Requirement 1:
Answer these from the passage on switching HIV treatment:
(a) In the study conducted in Uganda, how many of the 125 immunological non-responders had a detectable viral load?
(b) At how many clinical sites do the adults in the PASER-M study get ART?
(c) What viral load threshold does WHO recommend as the cut-off for defining an unnecessary switch?
Requirement 2: List every country named in the passage on switching HIV treatment.
Requirement 3: Write the next part of the passage on switching HIV treatment, starting after its final sentence.

Selected extract:
_ _ _ _ _ _ _

WHO recommends a switch in treatment if the CD4 count falls by more than 50% from its previous peak level, or if the CD4 count falls to its pre-therapy baseline (or below); or if it persistently remains below 100 cells/mm3.

Immunological criteria for switching have been found to result in unnecessary switches to second-line treatment, however.

For example, a study conducted in Uganda found that only 18 of 125 immunological non-responders receiving antiretroviral treatment had a detectable viral load. The investigators noted noted that 107 patients would have switched treatment unnecessarily, at an extra cost of $75,000 a year for drugs alone.

Incorrect diagnosis of treatment failure in the absence of a confirmatory viral load test leads to inappropriate switching to more expensive and toxic second-line regimens.

Late failure detection can result in considerable resistance to ARVs, notably cross-resistance within the NRTI drug class. This can then hamper the effectiveness of standard second-line regimens comprised of a dual backbone of NRTIs and ritonavir-based protease inhibitor(PI) prevalent in resource-poor settings. Benefit would derive primarily from the boosted PI so patients would essentially be getting monotherapy, so lowering the barrier of PI resistance.

The objective of the PharmAccess African Studies to Evaluate Resistance Monitoring (PASER-M) multicentre prospective observational study of HIV-infected adults who get ART at 13 clinical sites in Kenya, Nigeria, South Africa, Uganda, Zambia and Zimbabwe is to look at the consequences of the use of clinical immunological criteria to determine treatment failure and guide treatment switching.

The authors undertook a cross-sectional analysis to look at how frequently unnecessary changes to second-line regimens were made, the patterns of resistance that developed in those on failing first-line ART and the risk factors for the accumulation of NRTI-associated mutations.

Participants were included if switched to second-line ART regardless of criteria to determine failure. Comparisons were made according to clinical-immunological failure in the absence of viral load testing (CIF only group) and CIF with local targeted viral load testing (targeted VL group). 

Definition of an unnecessary switch to second-line ART used three reference viral load cut-offs: <400 copies/ml; <1000 copies/ml; and the WHO recommended threshold of <5000 copies/ml.

NRTI cross-resistance was defined as the presence of ≥two TAMs, the TDF-associated mutations K65Ror K70E, or the Q151M complex.

_ _ _ _ _ _ _

Records shown:
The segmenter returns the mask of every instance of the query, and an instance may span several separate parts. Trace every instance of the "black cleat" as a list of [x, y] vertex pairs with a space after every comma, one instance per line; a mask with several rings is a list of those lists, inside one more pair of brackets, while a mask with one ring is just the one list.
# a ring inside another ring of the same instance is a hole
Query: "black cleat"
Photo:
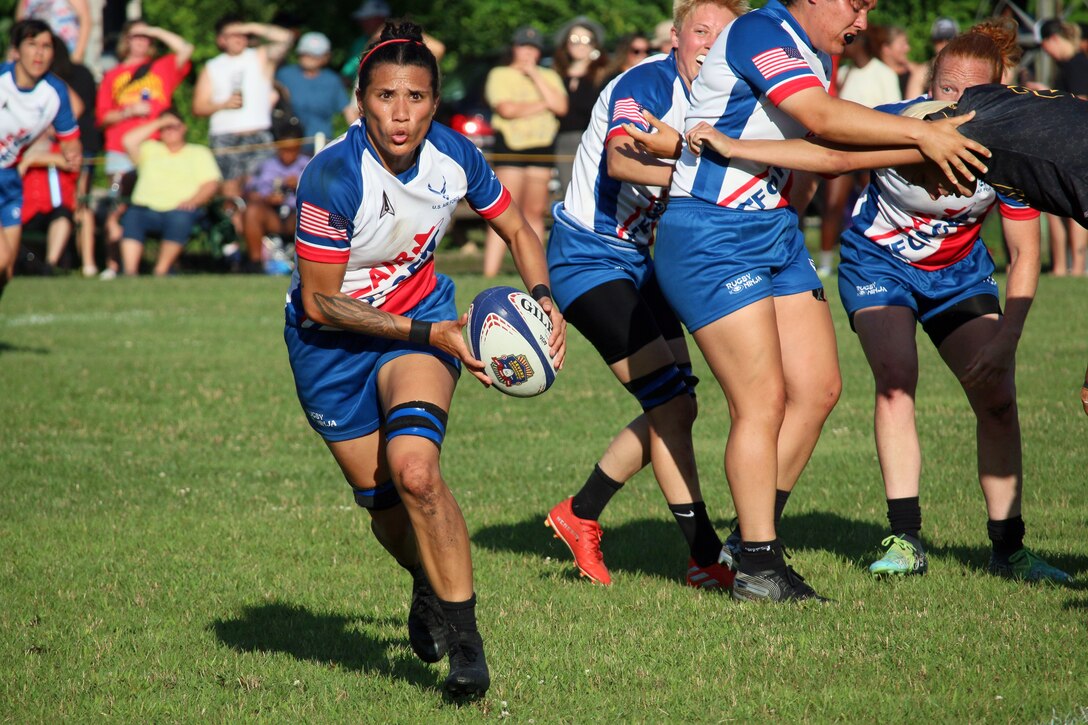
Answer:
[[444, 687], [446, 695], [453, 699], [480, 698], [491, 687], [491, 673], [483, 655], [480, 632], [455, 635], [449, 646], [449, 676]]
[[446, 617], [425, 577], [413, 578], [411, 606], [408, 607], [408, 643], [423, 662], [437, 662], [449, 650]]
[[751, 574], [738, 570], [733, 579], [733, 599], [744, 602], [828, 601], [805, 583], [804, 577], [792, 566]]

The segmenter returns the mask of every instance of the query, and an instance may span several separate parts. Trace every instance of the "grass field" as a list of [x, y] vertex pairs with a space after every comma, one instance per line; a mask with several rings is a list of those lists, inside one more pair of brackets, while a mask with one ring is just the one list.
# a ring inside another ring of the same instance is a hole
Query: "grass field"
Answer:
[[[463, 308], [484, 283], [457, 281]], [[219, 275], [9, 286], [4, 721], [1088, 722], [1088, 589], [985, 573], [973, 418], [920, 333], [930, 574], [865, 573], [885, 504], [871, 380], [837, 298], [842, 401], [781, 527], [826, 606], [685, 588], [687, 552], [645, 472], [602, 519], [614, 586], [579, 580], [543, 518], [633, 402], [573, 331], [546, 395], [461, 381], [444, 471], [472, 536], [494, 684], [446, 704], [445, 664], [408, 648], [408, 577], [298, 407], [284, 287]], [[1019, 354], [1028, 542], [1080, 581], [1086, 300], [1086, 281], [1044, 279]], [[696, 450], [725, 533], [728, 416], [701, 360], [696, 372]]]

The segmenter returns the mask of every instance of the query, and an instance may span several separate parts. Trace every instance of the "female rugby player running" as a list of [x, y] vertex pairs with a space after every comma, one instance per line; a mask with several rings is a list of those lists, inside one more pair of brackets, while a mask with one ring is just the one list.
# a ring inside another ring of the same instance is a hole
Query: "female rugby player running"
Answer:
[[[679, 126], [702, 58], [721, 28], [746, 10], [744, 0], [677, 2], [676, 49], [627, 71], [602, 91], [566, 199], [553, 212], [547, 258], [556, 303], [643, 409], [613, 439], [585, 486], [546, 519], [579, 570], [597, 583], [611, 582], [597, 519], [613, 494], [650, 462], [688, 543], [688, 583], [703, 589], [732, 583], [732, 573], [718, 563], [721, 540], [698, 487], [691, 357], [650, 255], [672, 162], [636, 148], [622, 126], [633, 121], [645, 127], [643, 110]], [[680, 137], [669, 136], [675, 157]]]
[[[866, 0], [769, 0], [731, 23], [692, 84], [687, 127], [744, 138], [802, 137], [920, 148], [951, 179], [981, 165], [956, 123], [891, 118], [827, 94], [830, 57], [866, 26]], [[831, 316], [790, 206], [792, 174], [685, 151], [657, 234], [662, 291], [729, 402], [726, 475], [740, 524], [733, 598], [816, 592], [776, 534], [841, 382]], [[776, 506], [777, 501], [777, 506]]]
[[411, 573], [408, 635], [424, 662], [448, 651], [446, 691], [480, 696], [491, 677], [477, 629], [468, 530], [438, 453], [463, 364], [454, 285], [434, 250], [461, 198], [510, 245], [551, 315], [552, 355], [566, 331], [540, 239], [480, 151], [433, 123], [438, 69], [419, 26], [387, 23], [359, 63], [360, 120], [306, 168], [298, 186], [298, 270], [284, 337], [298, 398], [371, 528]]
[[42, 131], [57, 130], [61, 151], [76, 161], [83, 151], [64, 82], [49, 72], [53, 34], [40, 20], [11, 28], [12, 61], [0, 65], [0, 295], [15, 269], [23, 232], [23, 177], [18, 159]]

_ _ _ _ _ _ _

Exercise response 1:
(a) 18
(b) 13
(c) <5000 copies/ml

Exercise response 2: Uganda, Kenya, Nigeria, South Africa, Zambia, Zimbabwe

Exercise response 3:
Of the 250 patients with clinical immunological failure switched to second-line ART between March 2007 and September 2009 targeted viral load testing was used in 75% (186) and 25% (64) with CIF alone.

Median time on ART was 28.3 months and 25.3 months in the CIF alone and targeted VL groups, respectively.

At a viral load cut off of <1000 copies/ml 53 (21.2%) had unnecessary switches of which 30 (46.9%) were in the CIF alone group and 23 (12.4%) in the targeted VL group. At the more stringent cut-off of <400 copies/ml targeted viral load reduced unnecessary switches six-fold (46% compared to 8.6%, p<0.001).

Mutations associated with cross-resistance to NRTIs in 48% of the participants comprised multiple TAMs (37%), K65R (7.1%), K70E (3.3%) or Q151M (3.3%).

One of the major strengths of the study, note the authors, is it involves a large international sample of patients diagnosed with treatment failure at a diverse range of clinics representative of current clinical practice in a number of African ART programmes.

Their study “underscores the importance of targeted viral load testing to maximise the clinical benefits of first-line regimens and prevent unnecessary switches to expensive second-line ART”.  Late detection of treatment failure resulted in extensive cross-resistance to NRTIs limiting treatment options and impairing the effectiveness of [standard] second-line regimens.

The authors conclude “The development of more affordable, point of care viral load assays is a public health priority for resource-limited settings.”

References

Sigaloff KCE et al. Unnecessary antiretroviral treatment switches and accumulation of HIV resistance mutations; two arguments for viral load monitoring in Africa. JAIDS advance online edition, doi: 10.1097/QAI.0b013e318227fc34, 2011.